# PROBLEM DETAILS:
Copy, character for character, the part of the records below that begins with the line containing "Should you be" and runs through the line containing "178], [265, 164]]]", including both of those lines and nothing else.

# EXTRACTED ENTRIES:
______
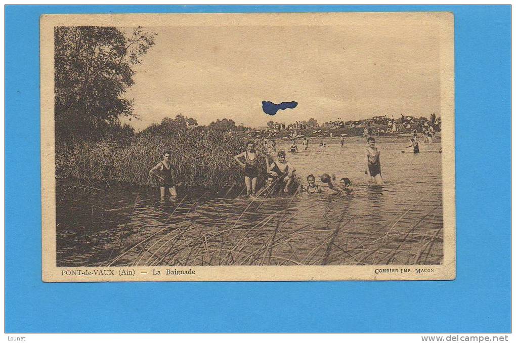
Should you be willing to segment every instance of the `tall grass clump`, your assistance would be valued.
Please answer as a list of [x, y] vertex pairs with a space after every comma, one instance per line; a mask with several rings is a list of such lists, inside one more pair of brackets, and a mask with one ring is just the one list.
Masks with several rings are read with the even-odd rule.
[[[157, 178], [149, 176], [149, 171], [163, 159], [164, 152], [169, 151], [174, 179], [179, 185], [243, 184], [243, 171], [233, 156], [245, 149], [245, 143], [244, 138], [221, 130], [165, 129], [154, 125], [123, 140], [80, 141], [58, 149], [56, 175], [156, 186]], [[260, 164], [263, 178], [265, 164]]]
______
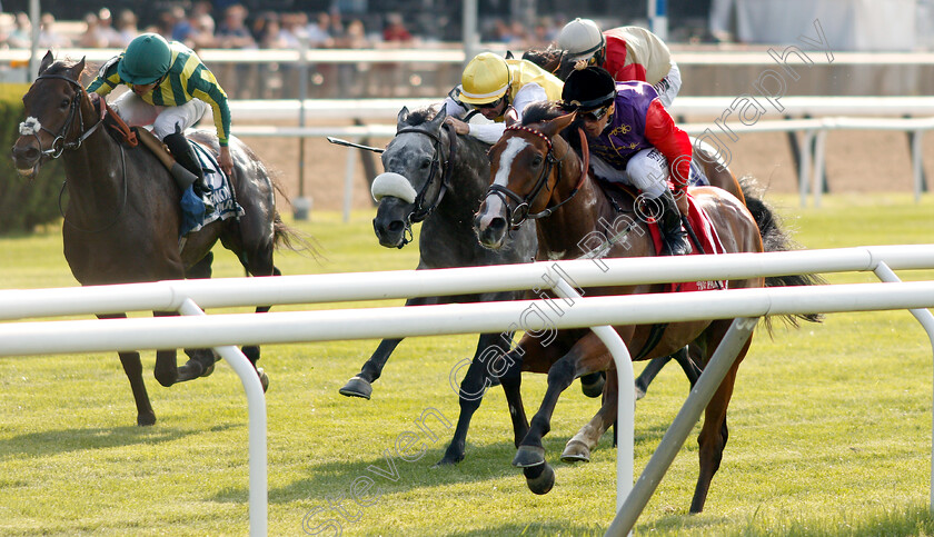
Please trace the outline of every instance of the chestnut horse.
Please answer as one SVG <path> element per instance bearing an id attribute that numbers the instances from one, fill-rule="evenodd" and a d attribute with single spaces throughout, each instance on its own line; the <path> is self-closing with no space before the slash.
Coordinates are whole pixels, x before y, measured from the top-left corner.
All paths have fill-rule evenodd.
______
# FINISHED ANSWER:
Should you be willing to segment every instance of the `tall grass clump`, your assistance would be valued.
Please answer as a list of [x, y] vertex pairs with a space after every comma, one instance per line; a mask with several rings is a list of such lists, inside one more pair of brackets, and a mask with one ring is just the one list.
Masks with several rings are read with the even-odd rule.
[[[157, 178], [149, 176], [149, 171], [163, 159], [164, 152], [169, 151], [174, 179], [179, 185], [243, 184], [243, 171], [233, 156], [245, 149], [245, 143], [244, 138], [221, 130], [165, 129], [154, 125], [123, 140], [80, 141], [58, 149], [56, 175], [156, 186]], [[260, 164], [263, 178], [265, 164]]]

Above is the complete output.